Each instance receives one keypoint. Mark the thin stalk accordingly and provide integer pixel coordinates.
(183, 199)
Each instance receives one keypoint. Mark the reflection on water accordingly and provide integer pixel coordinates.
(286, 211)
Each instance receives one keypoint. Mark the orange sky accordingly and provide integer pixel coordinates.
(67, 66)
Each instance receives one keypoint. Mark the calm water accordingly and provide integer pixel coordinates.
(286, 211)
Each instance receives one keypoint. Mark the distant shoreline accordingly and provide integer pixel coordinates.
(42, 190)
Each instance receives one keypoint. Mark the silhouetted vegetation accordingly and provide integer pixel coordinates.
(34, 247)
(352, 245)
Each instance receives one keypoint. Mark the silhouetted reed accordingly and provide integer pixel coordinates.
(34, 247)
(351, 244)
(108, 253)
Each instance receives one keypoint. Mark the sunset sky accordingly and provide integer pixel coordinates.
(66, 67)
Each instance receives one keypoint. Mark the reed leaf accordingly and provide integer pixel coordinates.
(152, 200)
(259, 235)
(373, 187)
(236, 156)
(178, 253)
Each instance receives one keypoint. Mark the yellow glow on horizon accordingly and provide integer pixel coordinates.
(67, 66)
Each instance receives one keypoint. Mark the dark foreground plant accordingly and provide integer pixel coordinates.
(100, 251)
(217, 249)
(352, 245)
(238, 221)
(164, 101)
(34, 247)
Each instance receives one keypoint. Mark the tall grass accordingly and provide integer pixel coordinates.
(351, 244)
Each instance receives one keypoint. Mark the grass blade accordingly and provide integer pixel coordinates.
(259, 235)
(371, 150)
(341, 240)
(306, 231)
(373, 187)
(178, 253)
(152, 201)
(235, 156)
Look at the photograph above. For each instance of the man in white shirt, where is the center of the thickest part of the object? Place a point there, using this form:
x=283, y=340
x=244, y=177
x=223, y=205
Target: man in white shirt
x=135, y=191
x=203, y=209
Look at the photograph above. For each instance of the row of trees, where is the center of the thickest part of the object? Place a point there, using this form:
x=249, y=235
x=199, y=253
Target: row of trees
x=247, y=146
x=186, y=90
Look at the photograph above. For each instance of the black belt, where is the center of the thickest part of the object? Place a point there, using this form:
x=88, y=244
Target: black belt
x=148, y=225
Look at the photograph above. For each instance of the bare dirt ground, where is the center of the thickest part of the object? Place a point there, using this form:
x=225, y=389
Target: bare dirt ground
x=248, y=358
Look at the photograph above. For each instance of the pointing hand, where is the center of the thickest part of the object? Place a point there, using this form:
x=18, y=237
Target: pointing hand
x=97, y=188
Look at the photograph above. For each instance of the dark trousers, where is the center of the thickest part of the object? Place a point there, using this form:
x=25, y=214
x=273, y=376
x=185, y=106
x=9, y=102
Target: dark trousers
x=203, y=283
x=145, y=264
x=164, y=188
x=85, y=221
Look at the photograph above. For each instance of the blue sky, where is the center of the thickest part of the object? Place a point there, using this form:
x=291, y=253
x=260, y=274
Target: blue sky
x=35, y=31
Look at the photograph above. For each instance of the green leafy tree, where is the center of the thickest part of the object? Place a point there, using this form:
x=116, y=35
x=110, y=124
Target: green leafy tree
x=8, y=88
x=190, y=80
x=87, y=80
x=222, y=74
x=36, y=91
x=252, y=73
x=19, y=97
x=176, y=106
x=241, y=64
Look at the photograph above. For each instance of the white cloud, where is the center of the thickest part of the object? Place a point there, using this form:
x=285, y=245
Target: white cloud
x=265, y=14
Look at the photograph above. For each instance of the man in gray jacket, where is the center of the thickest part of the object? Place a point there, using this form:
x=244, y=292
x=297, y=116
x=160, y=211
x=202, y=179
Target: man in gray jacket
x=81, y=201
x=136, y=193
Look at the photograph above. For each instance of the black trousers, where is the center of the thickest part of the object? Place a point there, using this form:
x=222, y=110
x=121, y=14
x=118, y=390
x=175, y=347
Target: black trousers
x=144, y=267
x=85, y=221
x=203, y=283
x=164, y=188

—————

> [The task] Please write out, exactly as they appear above, only the lines in the stretch from the line with "Each instance receives one keypoint. Mark the reed" through the line with "white shirt, where".

> [Output of the exercise]
Each instance receives one keypoint. Mark the reed leaf accordingly and provide integer pixel coordinates.
(152, 200)
(259, 235)
(373, 187)
(236, 156)
(178, 253)
Each instance receives one keypoint. Mark the yellow glow on horizon accordingly and provide integer pixel coordinates.
(67, 66)
Each instance receives one keypoint. Mark the dark foreground plant accordingly and provide integer pixel coordinates.
(100, 251)
(217, 249)
(352, 245)
(238, 221)
(164, 101)
(34, 247)
Each instance receives one keypoint. Mark the tall grass accordingly and provide integer pixel coordinates.
(351, 244)
Each instance receives one keypoint. Mark the grass blade accordingly and provide integer pixel coordinates.
(259, 235)
(371, 150)
(341, 240)
(306, 231)
(373, 187)
(178, 253)
(152, 201)
(235, 156)
Look at the photograph above. For each instance of the man in white shirt, where is the center of the thickest part of the object? Place a point there, using this form:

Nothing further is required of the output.